Extract
Allyson Luo took up clarinet because the instrument was shiny and "looked nice."
David Flyr began playing the French horn because his mother said it might be a path to scholarships.
At some point, both River Hill High School seniors discovered they were on to something; through those instruments, their talents shined. Now both have been recognized among some of the best school musicians in the state and nation.
Luo and Flyr were among 670 students nationwide to be named to the National Association for Music Education's All-National Honor Ensemble, which will perform at the organization's conference in Nashville, Tenn., on Oct. 30.
Luo and Flyr were among four Howard County band members selected for the ensemble. The other two were Katie Tich and Yong Yang, both of Marriotts Ridge High School. Other students from neighboring counties were also selected from 2.5 million applicants, based on an audition as well as recommendations and success at local- and state-level bands.
The All-National Honor Ensemble is composed of student performers in band, choir, jazz and orchestra. Students selected are sophomores through seniors from all 50 states, Washington, the Department of Defense School in Europe and other foreign venues.

Provided material
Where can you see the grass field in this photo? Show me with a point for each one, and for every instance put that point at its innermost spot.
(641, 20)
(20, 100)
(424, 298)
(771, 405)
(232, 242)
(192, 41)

Work to be completed
Reproduce the entire article above about the All-National Honor Ensemble word for word.

Correct result
Allyson Luo took up clarinet because the instrument was shiny and "looked nice."
David Flyr began playing the French horn because his mother said it might be a path to scholarships.
At some point, both River Hill High School seniors discovered they were on to something; through those instruments, their talents shined. Now both have been recognized among some of the best school musicians in the state and nation.
Luo and Flyr were among 670 students nationwide to be named to the National Association for Music Education's All-National Honor Ensemble, which will perform at the organization's conference in Nashville, Tenn., on Oct. 30.
Luo and Flyr were among four Howard County band members selected for the ensemble. The other two were Katie Tich and Yong Yang, both of Marriotts Ridge High School. Other students from neighboring counties were also selected from 2.5 million applicants, based on an audition as well as recommendations and success at local- and state-level bands.
The All-National Honor Ensemble is composed of student performers in band, choir, jazz and orchestra. Students selected are sophomores through seniors from all 50 states, Washington, the Department of Defense School in Europe and other foreign venues.